Pointing dataset records
(begin)

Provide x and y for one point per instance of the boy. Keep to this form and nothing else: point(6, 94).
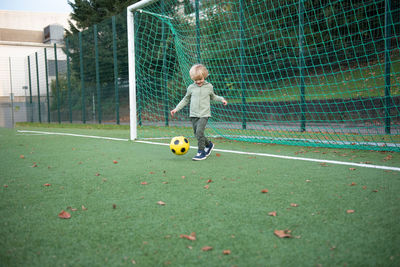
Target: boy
point(199, 95)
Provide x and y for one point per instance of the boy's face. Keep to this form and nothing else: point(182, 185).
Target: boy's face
point(199, 82)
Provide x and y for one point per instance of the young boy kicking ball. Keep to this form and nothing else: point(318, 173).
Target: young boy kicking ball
point(199, 95)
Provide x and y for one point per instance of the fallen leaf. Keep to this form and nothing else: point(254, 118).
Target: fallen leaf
point(389, 157)
point(64, 215)
point(283, 233)
point(192, 236)
point(207, 248)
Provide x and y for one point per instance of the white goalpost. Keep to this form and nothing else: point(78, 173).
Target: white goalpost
point(131, 59)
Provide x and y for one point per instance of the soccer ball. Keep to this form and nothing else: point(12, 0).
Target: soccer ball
point(179, 145)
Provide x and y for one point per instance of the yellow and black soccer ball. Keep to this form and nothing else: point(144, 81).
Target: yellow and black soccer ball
point(179, 145)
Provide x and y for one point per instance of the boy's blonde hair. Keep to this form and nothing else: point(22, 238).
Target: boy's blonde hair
point(198, 71)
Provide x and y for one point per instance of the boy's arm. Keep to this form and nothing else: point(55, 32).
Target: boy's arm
point(215, 97)
point(185, 100)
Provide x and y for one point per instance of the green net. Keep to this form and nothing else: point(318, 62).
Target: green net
point(310, 73)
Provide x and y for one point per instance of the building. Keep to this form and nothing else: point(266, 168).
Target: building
point(24, 34)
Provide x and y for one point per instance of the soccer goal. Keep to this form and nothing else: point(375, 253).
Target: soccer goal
point(296, 72)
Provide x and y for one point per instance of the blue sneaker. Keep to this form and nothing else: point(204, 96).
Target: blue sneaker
point(201, 155)
point(208, 149)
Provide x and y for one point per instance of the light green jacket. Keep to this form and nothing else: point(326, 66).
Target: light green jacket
point(199, 98)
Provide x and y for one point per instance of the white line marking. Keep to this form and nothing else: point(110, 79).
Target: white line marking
point(76, 135)
point(293, 158)
point(232, 151)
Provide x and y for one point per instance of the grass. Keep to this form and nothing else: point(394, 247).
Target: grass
point(123, 223)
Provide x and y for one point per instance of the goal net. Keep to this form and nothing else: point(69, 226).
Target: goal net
point(310, 73)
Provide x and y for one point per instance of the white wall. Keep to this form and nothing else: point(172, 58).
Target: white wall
point(18, 51)
point(35, 21)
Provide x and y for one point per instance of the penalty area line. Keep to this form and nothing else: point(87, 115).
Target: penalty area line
point(228, 151)
point(292, 158)
point(75, 135)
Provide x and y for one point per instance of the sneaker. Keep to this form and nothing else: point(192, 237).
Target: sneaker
point(208, 149)
point(201, 155)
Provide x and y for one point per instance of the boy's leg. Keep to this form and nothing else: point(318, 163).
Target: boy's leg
point(199, 126)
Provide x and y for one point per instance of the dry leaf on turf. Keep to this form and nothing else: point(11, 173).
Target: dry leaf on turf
point(206, 248)
point(283, 233)
point(64, 215)
point(192, 236)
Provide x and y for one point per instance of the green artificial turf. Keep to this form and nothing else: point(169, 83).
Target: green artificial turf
point(219, 199)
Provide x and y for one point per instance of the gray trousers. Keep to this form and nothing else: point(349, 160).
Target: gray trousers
point(199, 126)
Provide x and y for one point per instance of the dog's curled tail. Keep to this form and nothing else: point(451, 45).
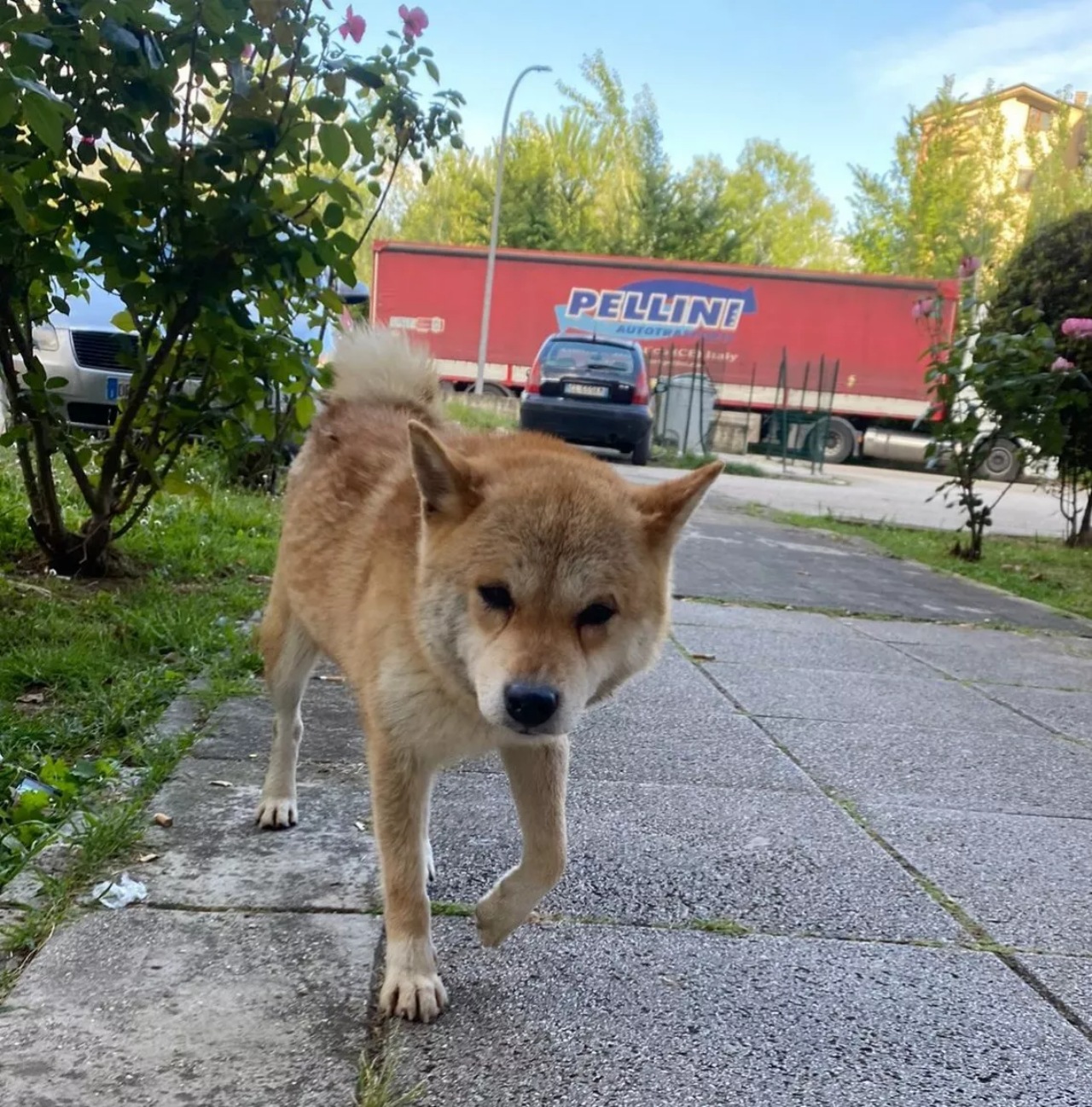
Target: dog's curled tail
point(381, 368)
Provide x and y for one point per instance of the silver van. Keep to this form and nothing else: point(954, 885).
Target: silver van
point(92, 355)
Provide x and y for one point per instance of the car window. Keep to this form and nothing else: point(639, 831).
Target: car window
point(579, 357)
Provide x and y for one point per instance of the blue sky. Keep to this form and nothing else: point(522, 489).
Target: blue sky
point(829, 80)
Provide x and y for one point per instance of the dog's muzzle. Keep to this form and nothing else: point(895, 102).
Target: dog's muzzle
point(531, 706)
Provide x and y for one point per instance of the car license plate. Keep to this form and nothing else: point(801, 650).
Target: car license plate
point(116, 389)
point(587, 390)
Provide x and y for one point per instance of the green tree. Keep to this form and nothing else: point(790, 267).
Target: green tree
point(1048, 278)
point(595, 178)
point(781, 217)
point(1062, 182)
point(947, 194)
point(177, 152)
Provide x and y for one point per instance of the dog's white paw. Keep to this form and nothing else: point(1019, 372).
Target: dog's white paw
point(277, 813)
point(498, 913)
point(415, 996)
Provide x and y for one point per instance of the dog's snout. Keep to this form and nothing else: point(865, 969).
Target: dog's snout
point(531, 704)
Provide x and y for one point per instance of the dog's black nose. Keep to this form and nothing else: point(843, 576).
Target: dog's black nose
point(531, 704)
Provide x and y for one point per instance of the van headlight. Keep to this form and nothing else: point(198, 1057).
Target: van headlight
point(44, 338)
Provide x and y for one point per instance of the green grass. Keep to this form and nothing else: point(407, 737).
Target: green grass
point(1038, 569)
point(479, 419)
point(86, 669)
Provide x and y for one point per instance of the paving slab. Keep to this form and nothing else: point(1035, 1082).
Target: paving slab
point(923, 764)
point(1038, 664)
point(729, 554)
point(186, 1009)
point(855, 697)
point(215, 857)
point(606, 1015)
point(242, 727)
point(779, 620)
point(671, 725)
point(1070, 641)
point(1066, 712)
point(659, 854)
point(775, 650)
point(1027, 878)
point(1070, 979)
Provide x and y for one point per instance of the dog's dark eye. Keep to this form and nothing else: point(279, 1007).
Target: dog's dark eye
point(595, 615)
point(497, 597)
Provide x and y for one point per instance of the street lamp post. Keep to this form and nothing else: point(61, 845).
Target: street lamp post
point(491, 264)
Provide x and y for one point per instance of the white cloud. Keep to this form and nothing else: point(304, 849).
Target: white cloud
point(1048, 45)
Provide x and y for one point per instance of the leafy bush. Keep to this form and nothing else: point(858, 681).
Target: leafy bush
point(1050, 279)
point(210, 162)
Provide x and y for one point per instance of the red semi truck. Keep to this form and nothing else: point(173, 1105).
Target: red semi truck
point(746, 319)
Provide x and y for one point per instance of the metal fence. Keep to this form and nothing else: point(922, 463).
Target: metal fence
point(794, 416)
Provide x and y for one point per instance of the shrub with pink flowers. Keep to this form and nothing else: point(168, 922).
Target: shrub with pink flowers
point(215, 164)
point(1052, 403)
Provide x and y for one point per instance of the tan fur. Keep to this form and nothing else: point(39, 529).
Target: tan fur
point(392, 524)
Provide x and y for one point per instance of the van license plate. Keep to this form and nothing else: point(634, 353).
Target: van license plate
point(587, 390)
point(116, 389)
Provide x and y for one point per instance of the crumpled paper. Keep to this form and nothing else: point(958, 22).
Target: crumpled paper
point(119, 894)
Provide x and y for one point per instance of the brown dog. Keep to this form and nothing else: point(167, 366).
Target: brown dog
point(478, 593)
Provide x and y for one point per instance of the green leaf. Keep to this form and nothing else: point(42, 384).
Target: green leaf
point(334, 142)
point(363, 140)
point(326, 107)
point(179, 486)
point(364, 75)
point(334, 84)
point(45, 119)
point(305, 411)
point(346, 245)
point(264, 424)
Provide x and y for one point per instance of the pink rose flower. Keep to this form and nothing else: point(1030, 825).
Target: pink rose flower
point(353, 26)
point(968, 267)
point(413, 21)
point(1077, 327)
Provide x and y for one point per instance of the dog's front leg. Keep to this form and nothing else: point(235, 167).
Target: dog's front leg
point(537, 774)
point(412, 988)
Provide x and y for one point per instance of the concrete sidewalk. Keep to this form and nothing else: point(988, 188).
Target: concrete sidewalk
point(814, 861)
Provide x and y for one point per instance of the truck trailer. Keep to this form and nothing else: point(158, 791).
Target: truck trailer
point(762, 333)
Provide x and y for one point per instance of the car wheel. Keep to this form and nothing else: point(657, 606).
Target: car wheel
point(1002, 463)
point(840, 442)
point(642, 449)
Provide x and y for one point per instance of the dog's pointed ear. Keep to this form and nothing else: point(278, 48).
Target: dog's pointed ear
point(444, 478)
point(665, 507)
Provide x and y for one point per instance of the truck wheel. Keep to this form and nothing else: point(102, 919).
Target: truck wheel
point(642, 449)
point(1002, 463)
point(840, 442)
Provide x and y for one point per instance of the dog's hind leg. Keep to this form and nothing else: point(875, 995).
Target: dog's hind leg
point(289, 656)
point(537, 774)
point(412, 988)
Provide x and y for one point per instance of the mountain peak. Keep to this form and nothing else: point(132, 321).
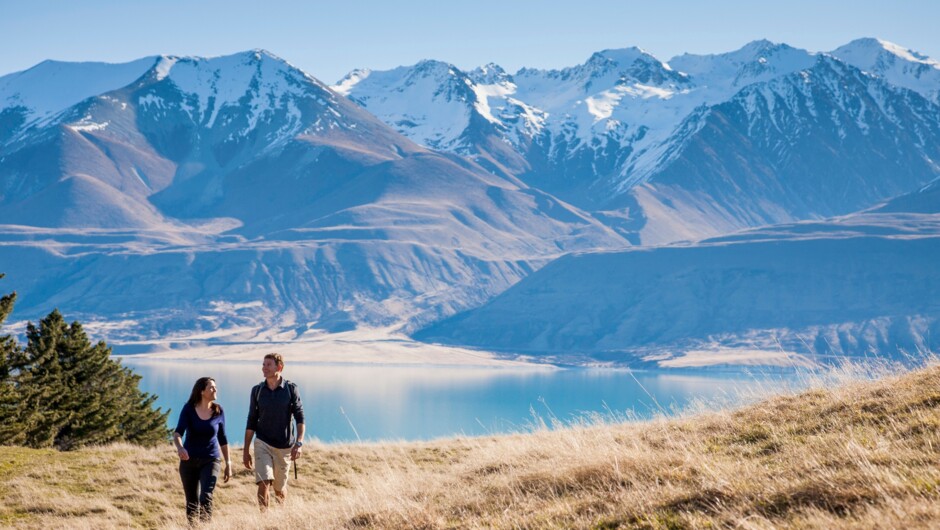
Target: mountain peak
point(868, 51)
point(489, 74)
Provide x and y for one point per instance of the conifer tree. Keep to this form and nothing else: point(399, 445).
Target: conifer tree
point(76, 395)
point(63, 391)
point(10, 428)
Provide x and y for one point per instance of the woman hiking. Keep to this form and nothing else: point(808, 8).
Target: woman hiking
point(205, 450)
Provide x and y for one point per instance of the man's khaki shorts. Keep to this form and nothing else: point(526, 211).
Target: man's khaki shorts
point(271, 463)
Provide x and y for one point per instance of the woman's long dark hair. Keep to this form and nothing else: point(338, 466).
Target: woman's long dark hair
point(196, 395)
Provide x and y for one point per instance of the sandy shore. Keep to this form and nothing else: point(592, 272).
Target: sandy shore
point(366, 347)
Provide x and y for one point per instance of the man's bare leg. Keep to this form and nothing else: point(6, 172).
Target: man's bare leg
point(264, 495)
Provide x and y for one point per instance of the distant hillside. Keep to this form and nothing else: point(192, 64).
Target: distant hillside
point(785, 295)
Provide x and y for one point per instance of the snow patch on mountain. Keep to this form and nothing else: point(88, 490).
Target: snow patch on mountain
point(896, 64)
point(39, 92)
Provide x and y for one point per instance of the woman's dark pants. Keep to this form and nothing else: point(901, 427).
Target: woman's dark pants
point(199, 477)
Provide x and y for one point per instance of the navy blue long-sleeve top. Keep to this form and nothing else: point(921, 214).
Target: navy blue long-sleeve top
point(203, 438)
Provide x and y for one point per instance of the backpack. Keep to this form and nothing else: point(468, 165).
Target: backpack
point(290, 390)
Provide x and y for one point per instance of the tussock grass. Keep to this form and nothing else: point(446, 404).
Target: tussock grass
point(865, 454)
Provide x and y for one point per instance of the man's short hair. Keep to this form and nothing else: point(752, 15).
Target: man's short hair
point(277, 358)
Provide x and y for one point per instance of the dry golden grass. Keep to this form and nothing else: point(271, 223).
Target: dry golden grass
point(863, 455)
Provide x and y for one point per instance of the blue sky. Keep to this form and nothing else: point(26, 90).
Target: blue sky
point(327, 39)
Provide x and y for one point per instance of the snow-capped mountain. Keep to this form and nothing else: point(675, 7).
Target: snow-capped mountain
point(896, 64)
point(614, 134)
point(241, 195)
point(38, 94)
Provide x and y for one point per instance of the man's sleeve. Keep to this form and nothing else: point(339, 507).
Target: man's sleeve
point(223, 439)
point(252, 411)
point(297, 407)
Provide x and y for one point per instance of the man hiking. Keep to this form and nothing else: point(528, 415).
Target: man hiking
point(273, 402)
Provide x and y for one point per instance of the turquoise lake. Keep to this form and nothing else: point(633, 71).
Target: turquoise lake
point(345, 403)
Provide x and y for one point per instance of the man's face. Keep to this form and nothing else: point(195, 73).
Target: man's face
point(269, 368)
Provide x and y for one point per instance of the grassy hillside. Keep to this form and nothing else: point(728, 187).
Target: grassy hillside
point(862, 455)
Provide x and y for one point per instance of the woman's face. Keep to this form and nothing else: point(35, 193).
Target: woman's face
point(210, 392)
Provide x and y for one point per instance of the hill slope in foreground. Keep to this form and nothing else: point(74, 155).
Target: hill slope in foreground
point(865, 454)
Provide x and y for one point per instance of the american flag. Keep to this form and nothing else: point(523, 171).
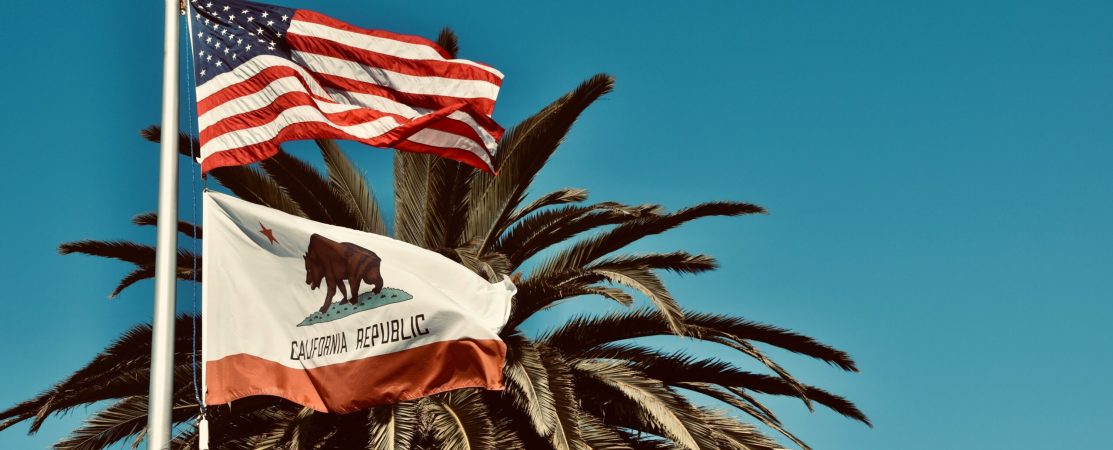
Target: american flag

(end)

== Exercise ==
Starting at the line that contains "else: point(169, 83)." and ending at the line that contains "point(381, 368)", rewrite those lines with "gray trousers" changed to "dark trousers" and everything else kept the same. Leave the pictures out.

== Completed exercise ==
Provide x and y for one point per instance of the green artificial turf. Keep to this form and nothing else: point(169, 83).
Target: green artificial turf
point(219, 199)
Provide x and y for one point per instance of the dark trousers. Keep to this form and nothing else: point(349, 160).
Target: dark trousers
point(199, 126)
Provide x and y for one point per instance of the dog's curled tail. Keep to this form and nothing else: point(451, 45).
Target: dog's curled tail
point(381, 368)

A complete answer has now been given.